I did catch myself yesterday and did every daily action I planned besides cleaning. And that on a Sunday! This is a win for me, because I feel like I build momentum slowly right now. I had a real bad morning though, because I realized that I messed some personal things up and that made me feel worthless for a some time. It is interesting to see how much my emotion and my rational understanding of the situation defers sometimes. It isn't a big deal if I think about the situation rationally. But knowing this doesn't change the feeling in this moment. Now some time later it is ok again. I didn't sleep enough because I watched football Em last night. Still got 6hours of sleep but it doesn't feel like it was enough. Today is yoga day so maybe this will refresh me a bit. A cool shower is another idea.

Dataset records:
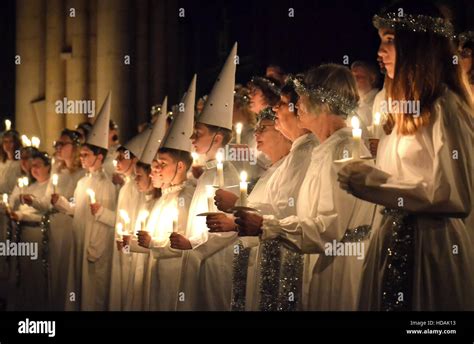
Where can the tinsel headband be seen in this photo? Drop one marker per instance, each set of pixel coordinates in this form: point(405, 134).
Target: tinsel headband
point(414, 23)
point(324, 95)
point(465, 37)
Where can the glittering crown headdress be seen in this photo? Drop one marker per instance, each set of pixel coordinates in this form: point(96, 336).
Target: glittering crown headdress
point(414, 23)
point(328, 96)
point(267, 113)
point(464, 37)
point(259, 80)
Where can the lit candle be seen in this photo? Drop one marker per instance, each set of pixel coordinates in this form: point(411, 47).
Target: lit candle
point(377, 127)
point(238, 131)
point(220, 169)
point(5, 201)
point(126, 219)
point(25, 141)
point(356, 137)
point(143, 216)
point(35, 142)
point(174, 216)
point(210, 197)
point(91, 194)
point(55, 182)
point(243, 188)
point(195, 158)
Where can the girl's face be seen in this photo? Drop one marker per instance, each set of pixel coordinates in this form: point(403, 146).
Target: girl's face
point(142, 179)
point(167, 168)
point(387, 50)
point(304, 117)
point(155, 175)
point(124, 162)
point(8, 144)
point(286, 118)
point(201, 138)
point(257, 100)
point(64, 148)
point(39, 170)
point(88, 159)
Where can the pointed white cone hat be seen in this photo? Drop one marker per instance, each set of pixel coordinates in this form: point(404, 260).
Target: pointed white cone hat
point(180, 131)
point(157, 134)
point(99, 135)
point(220, 103)
point(137, 144)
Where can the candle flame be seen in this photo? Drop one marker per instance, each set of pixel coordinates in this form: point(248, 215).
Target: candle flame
point(355, 122)
point(35, 142)
point(243, 176)
point(377, 118)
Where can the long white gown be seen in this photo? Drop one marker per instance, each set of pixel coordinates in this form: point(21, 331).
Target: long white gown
point(208, 287)
point(10, 171)
point(29, 276)
point(166, 278)
point(326, 215)
point(431, 179)
point(279, 199)
point(60, 234)
point(129, 200)
point(90, 261)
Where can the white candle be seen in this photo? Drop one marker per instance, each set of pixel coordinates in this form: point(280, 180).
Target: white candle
point(126, 219)
point(91, 194)
point(25, 141)
point(143, 216)
point(220, 169)
point(243, 188)
point(356, 137)
point(238, 131)
point(195, 158)
point(174, 216)
point(55, 182)
point(35, 142)
point(210, 197)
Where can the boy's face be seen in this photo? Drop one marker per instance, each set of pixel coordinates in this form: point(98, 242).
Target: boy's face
point(201, 138)
point(167, 167)
point(155, 175)
point(142, 179)
point(88, 159)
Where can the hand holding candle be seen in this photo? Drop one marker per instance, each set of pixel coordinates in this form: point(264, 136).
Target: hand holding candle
point(210, 197)
point(356, 137)
point(220, 169)
point(91, 194)
point(243, 188)
point(55, 182)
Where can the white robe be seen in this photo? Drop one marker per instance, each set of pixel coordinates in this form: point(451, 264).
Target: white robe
point(208, 287)
point(31, 293)
point(324, 214)
point(129, 199)
point(280, 199)
point(91, 255)
point(60, 234)
point(432, 172)
point(165, 289)
point(136, 273)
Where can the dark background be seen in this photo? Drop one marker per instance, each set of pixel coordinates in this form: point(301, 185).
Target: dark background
point(321, 31)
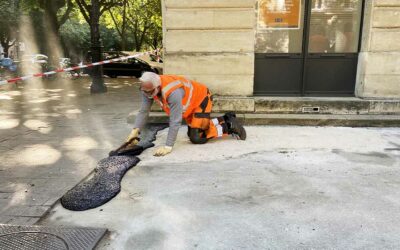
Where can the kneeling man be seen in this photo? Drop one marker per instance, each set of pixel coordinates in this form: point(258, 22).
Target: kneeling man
point(182, 98)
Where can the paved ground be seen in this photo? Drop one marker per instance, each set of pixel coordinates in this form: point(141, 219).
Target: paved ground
point(52, 133)
point(285, 187)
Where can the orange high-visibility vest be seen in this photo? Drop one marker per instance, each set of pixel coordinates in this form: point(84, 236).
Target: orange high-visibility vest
point(194, 93)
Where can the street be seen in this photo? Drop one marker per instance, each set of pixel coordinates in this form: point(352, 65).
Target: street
point(284, 187)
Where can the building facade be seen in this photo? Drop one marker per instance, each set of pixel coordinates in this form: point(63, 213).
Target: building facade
point(317, 48)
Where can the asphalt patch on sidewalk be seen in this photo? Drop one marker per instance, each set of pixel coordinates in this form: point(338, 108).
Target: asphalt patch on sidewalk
point(105, 183)
point(38, 238)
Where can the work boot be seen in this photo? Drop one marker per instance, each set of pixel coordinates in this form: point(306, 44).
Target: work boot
point(234, 126)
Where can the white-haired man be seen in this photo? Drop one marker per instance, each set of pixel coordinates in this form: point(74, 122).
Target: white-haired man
point(181, 99)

REQUESTS:
**a.** Which of the planned daily actions does the journal entry say was skipped yesterday?
**b.** Extend the journal entry about momentum, mood and sleep, picking up after its final sentence.

REPLIES:
**a.** Cleaning

**b.**
Appreciation and Acceptance:

- I appreciate myself for controlling my porn urges in the morning

- I appreciate myself for thinking about important things and coming to personal conclusions

- I appreciate myself for being able to regulate my coffee consume

- I am accepting that things change slowly

- I appreciate that my social network and that I have a family and people who are interested in my well being.

-I accept that they all have bigger or smaller flaws of personality as everyone does. That doesn't make them better or worse people. It just influences how much I want to spent time with them.

- I accept that I can't change people. I can only help them to change themselves. If I fail at that it is ok.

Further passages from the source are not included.